▶ **Trecho do documento**
O intuito do projeto e do próprio Programa do Governo (Rota da Biodiversidade) é estimular a produção de fitoprodutos em geral, o que pode abranger desde fitocosméticos, suplementos, fitoterápicos até simplesmente o fornecimento de insumos (matéria-prima padronizada) para a indústria especializada.
A atividade exercida vai depender muito do perfil da comunidade. Por exemplo, as agricultoras do Assentamento Terra de Santa Cruz nos procuraram através da DSIS [Diretoria de Sustentabilidade e Integração Social da UFSB] para auxiliá-las a elaborar um projeto e submeter ao edital da SDR-BA em 2019.

▶ **Enunciado do exercício**
Dê continuidade ao texto sobre o projeto de fitoprodutos ligado à Rota da Biodiversidade, começando logo após a última frase apresentada.

▶ **Dados de origem**
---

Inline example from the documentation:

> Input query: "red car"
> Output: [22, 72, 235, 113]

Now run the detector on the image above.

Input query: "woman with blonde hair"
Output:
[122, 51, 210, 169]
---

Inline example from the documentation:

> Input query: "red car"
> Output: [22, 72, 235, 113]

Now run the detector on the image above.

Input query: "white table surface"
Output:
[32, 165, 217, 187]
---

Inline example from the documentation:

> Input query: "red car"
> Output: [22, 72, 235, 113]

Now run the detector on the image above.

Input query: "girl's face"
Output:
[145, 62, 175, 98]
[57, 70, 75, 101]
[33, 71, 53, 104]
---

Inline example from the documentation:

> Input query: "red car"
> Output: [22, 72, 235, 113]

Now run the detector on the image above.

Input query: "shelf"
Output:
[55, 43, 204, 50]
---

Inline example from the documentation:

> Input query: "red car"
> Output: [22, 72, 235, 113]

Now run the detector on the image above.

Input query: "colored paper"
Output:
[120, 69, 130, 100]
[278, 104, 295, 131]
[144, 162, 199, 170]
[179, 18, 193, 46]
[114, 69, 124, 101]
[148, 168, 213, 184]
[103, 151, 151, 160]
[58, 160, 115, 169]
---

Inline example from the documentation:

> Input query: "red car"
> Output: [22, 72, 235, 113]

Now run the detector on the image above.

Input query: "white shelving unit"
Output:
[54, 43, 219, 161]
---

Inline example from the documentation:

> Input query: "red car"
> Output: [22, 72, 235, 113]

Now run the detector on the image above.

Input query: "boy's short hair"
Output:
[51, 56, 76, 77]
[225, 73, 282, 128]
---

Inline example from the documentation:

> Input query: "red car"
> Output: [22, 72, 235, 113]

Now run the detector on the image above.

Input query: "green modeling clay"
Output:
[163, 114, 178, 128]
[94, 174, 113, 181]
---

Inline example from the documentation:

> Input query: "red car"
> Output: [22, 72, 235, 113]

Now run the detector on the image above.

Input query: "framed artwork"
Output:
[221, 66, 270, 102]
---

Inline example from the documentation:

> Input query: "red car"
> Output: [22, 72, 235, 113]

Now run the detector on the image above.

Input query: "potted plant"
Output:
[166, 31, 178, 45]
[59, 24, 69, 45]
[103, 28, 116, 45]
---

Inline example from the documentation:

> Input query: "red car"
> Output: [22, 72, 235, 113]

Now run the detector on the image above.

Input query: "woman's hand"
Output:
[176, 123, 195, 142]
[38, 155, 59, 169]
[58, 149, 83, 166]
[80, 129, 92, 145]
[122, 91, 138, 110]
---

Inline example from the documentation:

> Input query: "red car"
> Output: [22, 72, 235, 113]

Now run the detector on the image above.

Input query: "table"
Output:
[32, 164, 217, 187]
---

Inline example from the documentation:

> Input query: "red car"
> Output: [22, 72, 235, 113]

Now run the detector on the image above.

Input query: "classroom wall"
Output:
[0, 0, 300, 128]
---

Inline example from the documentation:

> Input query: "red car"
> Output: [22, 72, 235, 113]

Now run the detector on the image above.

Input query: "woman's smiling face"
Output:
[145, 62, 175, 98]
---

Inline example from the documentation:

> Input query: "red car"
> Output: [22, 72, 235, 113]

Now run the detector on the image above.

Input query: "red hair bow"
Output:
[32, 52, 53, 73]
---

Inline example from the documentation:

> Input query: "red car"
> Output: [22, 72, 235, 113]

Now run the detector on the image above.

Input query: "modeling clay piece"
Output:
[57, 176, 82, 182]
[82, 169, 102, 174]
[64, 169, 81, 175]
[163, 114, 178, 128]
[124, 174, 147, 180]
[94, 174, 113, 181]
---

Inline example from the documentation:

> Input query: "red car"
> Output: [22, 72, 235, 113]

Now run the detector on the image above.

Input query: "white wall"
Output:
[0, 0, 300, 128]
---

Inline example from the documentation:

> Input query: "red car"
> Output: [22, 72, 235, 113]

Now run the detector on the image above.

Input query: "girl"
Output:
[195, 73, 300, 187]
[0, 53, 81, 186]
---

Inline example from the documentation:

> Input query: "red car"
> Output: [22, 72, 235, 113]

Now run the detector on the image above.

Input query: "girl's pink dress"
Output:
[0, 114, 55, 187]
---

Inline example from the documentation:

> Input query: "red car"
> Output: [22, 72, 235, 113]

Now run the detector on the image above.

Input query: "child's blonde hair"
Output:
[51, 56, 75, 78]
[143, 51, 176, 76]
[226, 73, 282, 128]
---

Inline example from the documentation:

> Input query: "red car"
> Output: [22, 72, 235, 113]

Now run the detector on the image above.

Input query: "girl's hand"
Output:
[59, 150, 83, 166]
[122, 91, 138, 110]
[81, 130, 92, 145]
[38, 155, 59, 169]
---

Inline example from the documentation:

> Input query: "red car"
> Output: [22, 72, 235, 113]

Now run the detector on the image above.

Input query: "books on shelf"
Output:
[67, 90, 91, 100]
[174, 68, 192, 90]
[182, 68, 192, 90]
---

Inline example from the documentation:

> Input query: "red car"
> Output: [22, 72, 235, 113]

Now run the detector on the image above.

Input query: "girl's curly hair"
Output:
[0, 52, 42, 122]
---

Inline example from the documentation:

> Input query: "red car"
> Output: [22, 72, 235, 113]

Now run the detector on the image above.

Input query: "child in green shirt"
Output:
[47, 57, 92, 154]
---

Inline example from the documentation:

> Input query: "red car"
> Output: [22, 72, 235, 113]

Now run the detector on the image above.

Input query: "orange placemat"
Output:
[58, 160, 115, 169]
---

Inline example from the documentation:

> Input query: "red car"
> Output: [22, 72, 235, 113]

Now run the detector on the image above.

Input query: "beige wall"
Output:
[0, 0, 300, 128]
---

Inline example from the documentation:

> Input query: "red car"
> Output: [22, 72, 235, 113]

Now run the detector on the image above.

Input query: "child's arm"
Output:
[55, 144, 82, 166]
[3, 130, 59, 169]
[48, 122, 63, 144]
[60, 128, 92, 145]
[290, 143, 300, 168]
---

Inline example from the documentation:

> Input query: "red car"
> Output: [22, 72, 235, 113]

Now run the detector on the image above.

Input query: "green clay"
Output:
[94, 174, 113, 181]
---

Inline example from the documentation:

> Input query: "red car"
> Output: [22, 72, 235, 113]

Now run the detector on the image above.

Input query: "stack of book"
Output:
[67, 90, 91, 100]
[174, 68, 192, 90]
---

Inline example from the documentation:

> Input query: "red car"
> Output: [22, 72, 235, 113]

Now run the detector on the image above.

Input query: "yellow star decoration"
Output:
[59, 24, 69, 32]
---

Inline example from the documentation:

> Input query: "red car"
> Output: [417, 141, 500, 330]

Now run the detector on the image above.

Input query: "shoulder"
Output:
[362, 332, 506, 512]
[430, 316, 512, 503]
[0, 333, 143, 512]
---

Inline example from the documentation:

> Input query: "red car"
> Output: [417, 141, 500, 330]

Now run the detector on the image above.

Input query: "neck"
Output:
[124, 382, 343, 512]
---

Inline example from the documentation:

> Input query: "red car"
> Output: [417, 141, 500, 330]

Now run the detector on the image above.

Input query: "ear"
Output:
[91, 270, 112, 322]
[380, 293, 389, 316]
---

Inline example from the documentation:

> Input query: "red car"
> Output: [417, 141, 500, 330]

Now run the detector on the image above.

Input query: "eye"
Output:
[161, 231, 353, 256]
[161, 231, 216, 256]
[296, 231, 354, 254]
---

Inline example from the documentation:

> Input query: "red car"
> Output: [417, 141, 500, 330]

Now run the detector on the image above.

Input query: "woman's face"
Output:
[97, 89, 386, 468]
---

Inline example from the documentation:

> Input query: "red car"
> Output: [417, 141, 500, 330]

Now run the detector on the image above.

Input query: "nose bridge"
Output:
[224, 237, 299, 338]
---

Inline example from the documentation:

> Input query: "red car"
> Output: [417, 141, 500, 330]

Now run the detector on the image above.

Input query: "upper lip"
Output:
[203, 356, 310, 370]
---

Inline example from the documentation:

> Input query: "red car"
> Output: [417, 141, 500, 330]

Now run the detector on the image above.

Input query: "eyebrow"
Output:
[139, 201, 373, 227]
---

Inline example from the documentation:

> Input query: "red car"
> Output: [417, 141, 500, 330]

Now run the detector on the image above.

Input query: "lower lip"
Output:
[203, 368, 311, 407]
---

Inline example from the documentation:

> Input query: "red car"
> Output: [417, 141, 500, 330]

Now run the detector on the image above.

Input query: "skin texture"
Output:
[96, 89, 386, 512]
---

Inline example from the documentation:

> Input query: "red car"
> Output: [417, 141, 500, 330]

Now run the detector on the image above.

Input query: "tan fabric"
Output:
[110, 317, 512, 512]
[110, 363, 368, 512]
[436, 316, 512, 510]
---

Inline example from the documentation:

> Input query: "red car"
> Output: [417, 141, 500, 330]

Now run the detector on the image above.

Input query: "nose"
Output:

▶ **Resposta do exercício**
Esse projeto foi contemplado com R$ 283 mil para equipamentos e capacitação. Então, nossa primeira ação foi realizar o I Workshop de Plantas Medicinais e Fitoprodutos da Mata Atlântica no assentamento para viabilizar ao máximo a participação das agricultoras envolvidas no projeto.
Durante as oficinas, elas manifestaram o interesse pela elaboração de fitocosméticos; agora, vamos iniciar o planejamento para produção da matéria-prima necessária em sistema consorciado ao cacau, prevendo que essa matéria-prima será toda manipulada dentro da comunidade para produção dos fitocosméticos que serão comercializados diretamente por elas, foi uma opção delas.
Nada impede que outra comunidade opte por produzir apenas a matéria-prima, preparar os extratos e/ou óleos essenciais e comercializar diretamente com uma indústria farmacêutica ou de cosméticos.
Ao todo, quantas pessoas participaram das oficinas realizadas em 2019?
Qual o tamanho do potencial público produtor que o projeto quer apoiar na área do Polo Aroeirinha?
É difícil estimar. Territorialmente, o Polo Aroeirinha é um dos mais extensos, abrangendo desde o Recôncavo ao Litoral Sul da Bahia.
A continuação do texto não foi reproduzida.